→ **What to work on**:
Copy word for word the text of the items below, from the very first line through the line containing "[117, 26, 477, 269]", and leave out the picture.

***** Data supplied *****

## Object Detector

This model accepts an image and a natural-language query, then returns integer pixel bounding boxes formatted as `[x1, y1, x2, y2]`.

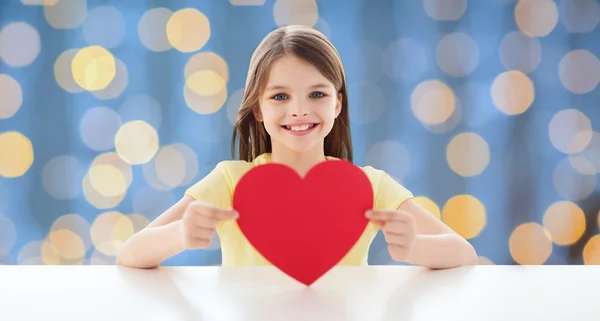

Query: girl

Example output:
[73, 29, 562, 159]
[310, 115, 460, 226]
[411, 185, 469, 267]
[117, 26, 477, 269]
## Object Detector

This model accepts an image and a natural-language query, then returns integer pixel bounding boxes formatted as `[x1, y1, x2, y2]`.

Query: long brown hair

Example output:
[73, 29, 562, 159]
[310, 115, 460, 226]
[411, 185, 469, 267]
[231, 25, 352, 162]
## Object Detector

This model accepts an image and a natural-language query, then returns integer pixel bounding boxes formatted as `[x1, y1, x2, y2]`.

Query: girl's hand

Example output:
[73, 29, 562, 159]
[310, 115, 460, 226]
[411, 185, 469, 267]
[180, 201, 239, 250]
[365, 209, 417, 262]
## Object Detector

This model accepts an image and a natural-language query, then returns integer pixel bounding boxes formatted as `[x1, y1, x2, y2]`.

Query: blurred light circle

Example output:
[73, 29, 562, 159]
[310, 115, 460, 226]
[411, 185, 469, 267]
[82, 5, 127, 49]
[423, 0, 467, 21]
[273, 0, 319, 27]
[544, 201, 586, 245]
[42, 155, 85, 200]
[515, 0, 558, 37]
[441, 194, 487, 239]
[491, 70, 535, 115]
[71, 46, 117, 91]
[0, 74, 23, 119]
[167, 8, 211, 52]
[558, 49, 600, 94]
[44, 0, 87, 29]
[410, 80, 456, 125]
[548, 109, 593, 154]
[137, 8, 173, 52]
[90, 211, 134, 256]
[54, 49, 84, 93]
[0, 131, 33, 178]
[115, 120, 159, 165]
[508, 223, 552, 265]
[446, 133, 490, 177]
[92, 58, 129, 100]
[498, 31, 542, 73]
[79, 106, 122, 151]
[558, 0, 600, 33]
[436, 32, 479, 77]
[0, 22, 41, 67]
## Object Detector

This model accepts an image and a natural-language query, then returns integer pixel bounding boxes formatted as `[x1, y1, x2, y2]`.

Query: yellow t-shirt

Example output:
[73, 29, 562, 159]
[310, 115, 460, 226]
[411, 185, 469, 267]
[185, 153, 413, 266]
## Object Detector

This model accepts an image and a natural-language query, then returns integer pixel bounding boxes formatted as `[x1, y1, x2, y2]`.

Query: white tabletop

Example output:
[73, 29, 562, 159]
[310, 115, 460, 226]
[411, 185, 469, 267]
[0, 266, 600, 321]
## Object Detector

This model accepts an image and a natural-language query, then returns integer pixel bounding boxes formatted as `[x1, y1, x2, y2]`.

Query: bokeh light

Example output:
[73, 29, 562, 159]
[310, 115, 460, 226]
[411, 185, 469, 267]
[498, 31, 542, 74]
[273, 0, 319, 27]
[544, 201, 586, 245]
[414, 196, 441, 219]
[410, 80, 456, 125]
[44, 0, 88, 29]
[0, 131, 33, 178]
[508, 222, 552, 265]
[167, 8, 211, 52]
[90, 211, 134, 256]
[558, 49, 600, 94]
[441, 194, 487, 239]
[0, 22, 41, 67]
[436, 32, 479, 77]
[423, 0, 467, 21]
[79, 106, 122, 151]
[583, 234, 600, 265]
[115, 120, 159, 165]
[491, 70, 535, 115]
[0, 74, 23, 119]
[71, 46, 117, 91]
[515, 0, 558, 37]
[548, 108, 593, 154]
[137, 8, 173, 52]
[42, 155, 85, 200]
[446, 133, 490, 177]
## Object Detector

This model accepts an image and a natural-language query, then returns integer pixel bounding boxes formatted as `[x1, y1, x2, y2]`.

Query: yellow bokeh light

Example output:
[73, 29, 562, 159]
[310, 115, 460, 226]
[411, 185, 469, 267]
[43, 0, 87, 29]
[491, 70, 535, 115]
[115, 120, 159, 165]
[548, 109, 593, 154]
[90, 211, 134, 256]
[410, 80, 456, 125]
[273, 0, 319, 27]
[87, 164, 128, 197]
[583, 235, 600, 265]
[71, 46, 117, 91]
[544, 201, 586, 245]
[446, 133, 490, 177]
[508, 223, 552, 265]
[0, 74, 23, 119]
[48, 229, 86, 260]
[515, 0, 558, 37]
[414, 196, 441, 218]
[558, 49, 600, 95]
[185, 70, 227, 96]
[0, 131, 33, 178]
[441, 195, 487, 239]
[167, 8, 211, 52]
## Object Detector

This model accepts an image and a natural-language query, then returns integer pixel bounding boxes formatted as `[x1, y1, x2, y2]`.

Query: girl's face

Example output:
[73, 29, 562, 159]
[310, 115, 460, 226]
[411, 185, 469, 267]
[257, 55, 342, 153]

*****

→ **Solution to this task**:
## Object Detector

This model accepts an image and a natural-language query, then returns integer pixel bounding boxes formatted as `[x1, y1, x2, y2]`.


Query: girl

Example output:
[73, 29, 562, 159]
[310, 115, 460, 226]
[411, 185, 469, 267]
[117, 26, 477, 269]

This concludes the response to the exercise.